REQUIRED WORK
Return every one of the records below verbatim, with each line unchanged and in its original order.

RECORDS FOR PROCESSING
** Begin **

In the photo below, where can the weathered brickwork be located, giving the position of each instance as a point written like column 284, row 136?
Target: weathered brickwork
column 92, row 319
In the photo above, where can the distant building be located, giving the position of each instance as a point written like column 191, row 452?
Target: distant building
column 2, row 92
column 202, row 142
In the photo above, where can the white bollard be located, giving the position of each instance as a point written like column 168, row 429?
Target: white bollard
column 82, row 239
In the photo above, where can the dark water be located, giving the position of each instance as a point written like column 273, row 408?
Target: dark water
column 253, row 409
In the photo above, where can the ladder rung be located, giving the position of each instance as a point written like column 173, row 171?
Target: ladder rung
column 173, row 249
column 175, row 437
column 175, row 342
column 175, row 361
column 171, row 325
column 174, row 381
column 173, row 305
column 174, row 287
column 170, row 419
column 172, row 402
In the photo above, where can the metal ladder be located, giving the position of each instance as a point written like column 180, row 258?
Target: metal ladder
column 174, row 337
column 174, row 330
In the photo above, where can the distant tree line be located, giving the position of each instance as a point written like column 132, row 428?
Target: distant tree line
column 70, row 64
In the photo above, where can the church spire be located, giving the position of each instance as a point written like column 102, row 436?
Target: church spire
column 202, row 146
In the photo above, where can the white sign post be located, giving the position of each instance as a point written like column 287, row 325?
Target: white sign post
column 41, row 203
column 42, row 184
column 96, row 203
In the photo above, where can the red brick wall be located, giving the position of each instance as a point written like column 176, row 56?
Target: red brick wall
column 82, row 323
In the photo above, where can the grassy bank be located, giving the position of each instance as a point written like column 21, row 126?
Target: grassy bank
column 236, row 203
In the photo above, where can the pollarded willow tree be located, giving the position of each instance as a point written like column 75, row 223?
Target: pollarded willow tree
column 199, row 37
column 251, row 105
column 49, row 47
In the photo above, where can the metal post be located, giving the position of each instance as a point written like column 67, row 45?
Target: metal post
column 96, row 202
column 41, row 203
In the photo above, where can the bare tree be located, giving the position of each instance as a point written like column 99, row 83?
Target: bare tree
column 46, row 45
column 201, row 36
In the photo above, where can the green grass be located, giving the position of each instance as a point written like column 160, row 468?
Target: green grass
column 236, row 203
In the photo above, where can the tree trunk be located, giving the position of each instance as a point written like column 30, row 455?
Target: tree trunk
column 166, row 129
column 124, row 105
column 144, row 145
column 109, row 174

** End **

TASK SOLUTION
In the photo below, where can the weathered brickwork be located, giving the position of each instance as a point written like column 284, row 136?
Target: weathered brickwork
column 92, row 319
In the photo above, where can the distant building be located, giving the position of each instance as a point written like column 191, row 452?
Target: distant building
column 2, row 92
column 202, row 142
In the photo above, where can the white bollard be located, giving the position of each instance as a point written like column 168, row 429?
Target: white bollard
column 82, row 239
In the photo above, where can the dark water be located, giving the position of each instance as a point written like column 273, row 408?
Target: dark water
column 253, row 409
In the photo above, where can the ladder rung be located, giving the position of each instance as a point written like column 173, row 171?
Target: ladder rung
column 173, row 249
column 175, row 437
column 175, row 342
column 175, row 361
column 171, row 325
column 174, row 381
column 173, row 305
column 174, row 287
column 170, row 419
column 172, row 402
In the photo above, where can the metal ladder be located, giving the position of each instance as a point written like column 180, row 258?
Target: metal ladder
column 174, row 337
column 174, row 330
In the photo above, where can the distant tree line be located, giving the position of each instance as a point written like column 132, row 428?
Target: distant tree line
column 70, row 64
In the photo above, where can the church spire be located, giving the position of each instance as a point written like column 102, row 436?
Target: church spire
column 202, row 146
In the photo above, where can the white sign post be located, giving the position of each instance as a point written like column 287, row 325?
Target: white sign post
column 41, row 203
column 42, row 184
column 96, row 203
In the photo above, where can the red brick wall be located, giving the position of each instance as a point written like column 176, row 56?
Target: red brick wall
column 82, row 323
In the photo above, where can the grassy bank be located, giving the position of each instance as a point written like column 21, row 126?
Target: grassy bank
column 236, row 203
In the photo above, where can the pollarded willow tree be located, giving the position of each instance as a point written like column 75, row 223?
Target: pollarded willow tree
column 199, row 37
column 251, row 105
column 49, row 47
In the photo above, where can the metal post be located, giving the position of each instance as a point written like column 67, row 45?
Target: metal post
column 96, row 202
column 41, row 203
In the photo above, where can the bare tree be located, giving the position of each instance as a point written like column 99, row 83?
Target: bare tree
column 46, row 45
column 201, row 36
In the photo above, where can the green grass be located, giving the position of each instance as a point written like column 160, row 468?
Target: green grass
column 236, row 203
In the photo above, where can the tree trunk be located, giving the position of each instance as a point written like column 30, row 455?
Target: tree trunk
column 166, row 129
column 124, row 105
column 144, row 145
column 109, row 174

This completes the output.